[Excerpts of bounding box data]

******

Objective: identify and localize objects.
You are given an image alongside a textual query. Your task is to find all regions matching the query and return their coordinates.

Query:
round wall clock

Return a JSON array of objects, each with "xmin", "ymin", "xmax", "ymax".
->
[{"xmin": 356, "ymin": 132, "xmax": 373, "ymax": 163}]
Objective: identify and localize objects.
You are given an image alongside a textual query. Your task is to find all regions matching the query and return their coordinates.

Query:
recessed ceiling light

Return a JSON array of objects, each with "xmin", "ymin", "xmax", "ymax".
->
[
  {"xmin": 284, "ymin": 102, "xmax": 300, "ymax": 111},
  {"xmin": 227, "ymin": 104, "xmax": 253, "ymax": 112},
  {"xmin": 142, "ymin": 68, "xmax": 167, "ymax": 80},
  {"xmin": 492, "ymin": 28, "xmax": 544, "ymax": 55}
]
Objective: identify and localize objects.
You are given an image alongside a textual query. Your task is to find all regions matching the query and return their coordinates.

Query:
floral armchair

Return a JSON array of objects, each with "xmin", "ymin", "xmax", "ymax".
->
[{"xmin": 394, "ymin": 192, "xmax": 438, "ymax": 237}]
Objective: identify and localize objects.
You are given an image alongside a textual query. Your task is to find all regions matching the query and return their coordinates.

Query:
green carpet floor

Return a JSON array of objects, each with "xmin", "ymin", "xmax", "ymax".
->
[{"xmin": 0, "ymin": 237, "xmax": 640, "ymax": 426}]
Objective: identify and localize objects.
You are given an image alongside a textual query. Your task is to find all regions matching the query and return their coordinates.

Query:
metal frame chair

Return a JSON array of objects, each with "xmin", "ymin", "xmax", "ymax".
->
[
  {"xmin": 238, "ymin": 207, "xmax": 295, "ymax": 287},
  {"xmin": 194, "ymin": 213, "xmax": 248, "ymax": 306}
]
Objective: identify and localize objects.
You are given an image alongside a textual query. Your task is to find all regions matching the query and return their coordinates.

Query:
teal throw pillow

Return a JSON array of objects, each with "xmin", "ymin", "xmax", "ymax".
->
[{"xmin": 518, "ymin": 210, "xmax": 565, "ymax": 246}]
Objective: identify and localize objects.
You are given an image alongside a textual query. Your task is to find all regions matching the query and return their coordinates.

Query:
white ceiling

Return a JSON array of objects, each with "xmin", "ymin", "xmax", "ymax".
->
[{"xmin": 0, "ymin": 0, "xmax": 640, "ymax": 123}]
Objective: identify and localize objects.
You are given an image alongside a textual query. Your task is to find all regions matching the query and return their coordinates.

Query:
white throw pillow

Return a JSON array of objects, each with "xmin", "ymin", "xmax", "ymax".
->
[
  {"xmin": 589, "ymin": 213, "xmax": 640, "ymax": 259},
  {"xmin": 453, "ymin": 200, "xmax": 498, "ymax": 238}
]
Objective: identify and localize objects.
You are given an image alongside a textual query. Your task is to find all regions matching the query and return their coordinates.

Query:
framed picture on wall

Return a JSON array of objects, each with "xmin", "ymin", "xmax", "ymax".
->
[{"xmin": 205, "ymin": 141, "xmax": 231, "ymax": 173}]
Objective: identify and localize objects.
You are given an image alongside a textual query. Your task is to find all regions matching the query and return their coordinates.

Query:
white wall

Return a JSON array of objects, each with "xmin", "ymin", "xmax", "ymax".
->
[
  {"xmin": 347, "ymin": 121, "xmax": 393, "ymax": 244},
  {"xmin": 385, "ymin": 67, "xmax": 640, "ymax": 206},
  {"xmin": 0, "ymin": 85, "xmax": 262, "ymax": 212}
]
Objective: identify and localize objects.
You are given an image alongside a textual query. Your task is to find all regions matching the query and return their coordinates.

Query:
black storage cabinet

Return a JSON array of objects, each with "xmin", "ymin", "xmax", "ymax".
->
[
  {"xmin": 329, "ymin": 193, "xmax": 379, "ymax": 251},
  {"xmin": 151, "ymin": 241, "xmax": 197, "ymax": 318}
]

******

Filter the entries above, copying every line that contains the string "pillow". Matching is case-sensitive.

teal throw pillow
white throw pillow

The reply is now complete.